* PROBLEM DETAILS *
Collect each line in the data below that contains the word "gravel" and copy those lines out in full.

========================================

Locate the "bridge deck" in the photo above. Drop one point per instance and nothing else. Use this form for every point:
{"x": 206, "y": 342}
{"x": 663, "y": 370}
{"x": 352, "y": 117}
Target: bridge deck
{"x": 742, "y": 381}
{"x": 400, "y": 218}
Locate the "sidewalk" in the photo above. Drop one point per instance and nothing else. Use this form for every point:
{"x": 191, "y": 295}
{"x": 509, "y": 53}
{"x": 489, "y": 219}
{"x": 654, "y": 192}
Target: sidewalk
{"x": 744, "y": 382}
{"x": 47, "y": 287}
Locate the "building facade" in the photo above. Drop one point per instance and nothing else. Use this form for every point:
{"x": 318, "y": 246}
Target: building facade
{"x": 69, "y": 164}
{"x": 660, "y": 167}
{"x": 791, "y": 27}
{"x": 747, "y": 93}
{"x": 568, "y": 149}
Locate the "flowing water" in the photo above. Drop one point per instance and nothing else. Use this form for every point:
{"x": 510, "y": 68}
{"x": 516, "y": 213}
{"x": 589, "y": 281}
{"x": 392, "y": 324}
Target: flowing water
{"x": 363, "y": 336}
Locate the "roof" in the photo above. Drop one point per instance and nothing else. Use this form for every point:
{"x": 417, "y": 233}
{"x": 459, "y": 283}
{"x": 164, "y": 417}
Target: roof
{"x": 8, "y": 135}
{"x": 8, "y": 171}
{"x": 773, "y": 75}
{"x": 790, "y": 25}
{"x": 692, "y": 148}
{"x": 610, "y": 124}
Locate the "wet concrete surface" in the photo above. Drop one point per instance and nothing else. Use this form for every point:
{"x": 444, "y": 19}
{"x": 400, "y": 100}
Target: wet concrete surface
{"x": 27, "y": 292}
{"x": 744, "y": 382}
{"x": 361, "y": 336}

========================================

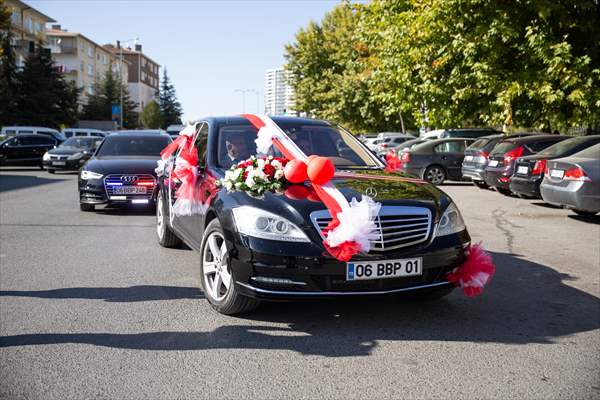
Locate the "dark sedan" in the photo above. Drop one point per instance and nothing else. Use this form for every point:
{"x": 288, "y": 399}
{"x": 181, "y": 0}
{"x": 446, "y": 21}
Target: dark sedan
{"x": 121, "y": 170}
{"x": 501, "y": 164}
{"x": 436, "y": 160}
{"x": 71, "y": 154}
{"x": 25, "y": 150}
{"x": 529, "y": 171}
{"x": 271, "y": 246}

========================================

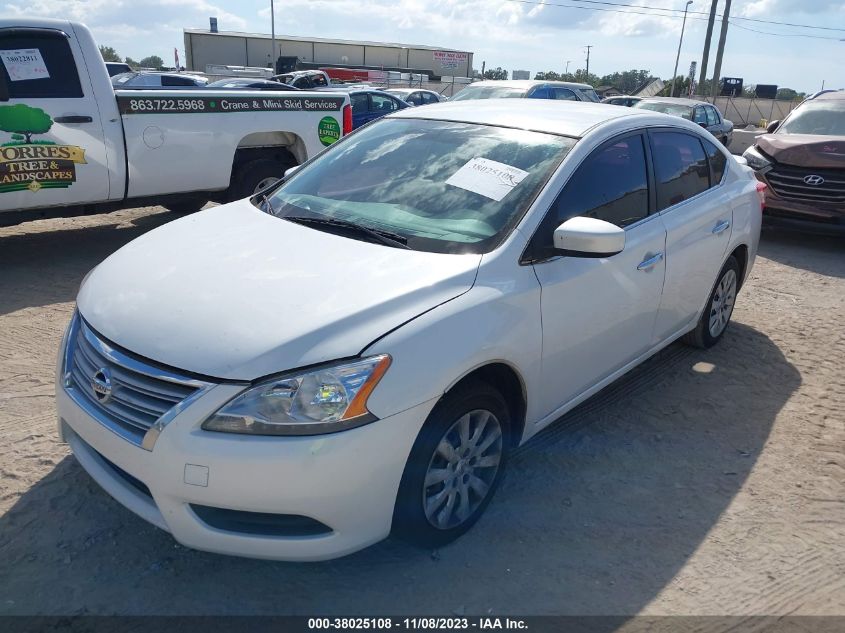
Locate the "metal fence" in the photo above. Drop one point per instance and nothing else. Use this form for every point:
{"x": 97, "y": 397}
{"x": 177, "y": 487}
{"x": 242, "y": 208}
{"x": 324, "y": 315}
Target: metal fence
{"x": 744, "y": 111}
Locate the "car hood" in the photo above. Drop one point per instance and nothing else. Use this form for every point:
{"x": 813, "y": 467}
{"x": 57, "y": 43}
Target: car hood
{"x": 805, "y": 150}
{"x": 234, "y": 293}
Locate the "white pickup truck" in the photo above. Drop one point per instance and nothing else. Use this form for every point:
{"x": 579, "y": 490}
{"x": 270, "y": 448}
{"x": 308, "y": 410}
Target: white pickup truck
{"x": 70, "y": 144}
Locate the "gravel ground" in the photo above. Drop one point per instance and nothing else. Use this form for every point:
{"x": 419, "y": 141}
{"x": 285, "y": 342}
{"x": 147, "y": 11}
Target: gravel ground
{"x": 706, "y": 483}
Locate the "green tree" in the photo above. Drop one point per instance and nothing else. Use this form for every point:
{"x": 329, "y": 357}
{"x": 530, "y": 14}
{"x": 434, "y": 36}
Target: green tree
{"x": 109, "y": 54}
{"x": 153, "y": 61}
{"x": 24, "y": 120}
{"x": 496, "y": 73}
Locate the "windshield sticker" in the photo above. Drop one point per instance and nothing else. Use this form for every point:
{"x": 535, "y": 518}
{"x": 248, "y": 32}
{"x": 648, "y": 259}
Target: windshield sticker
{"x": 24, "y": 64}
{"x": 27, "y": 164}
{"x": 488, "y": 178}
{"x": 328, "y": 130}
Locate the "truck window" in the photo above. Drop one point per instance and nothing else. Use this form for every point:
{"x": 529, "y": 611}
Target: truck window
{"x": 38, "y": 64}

========================================

* RESULT OF THE TASK *
Locate the "gravel ground" in the photo above. Drop one point per instance and nothing else. Use this form for every point:
Target: gravel ground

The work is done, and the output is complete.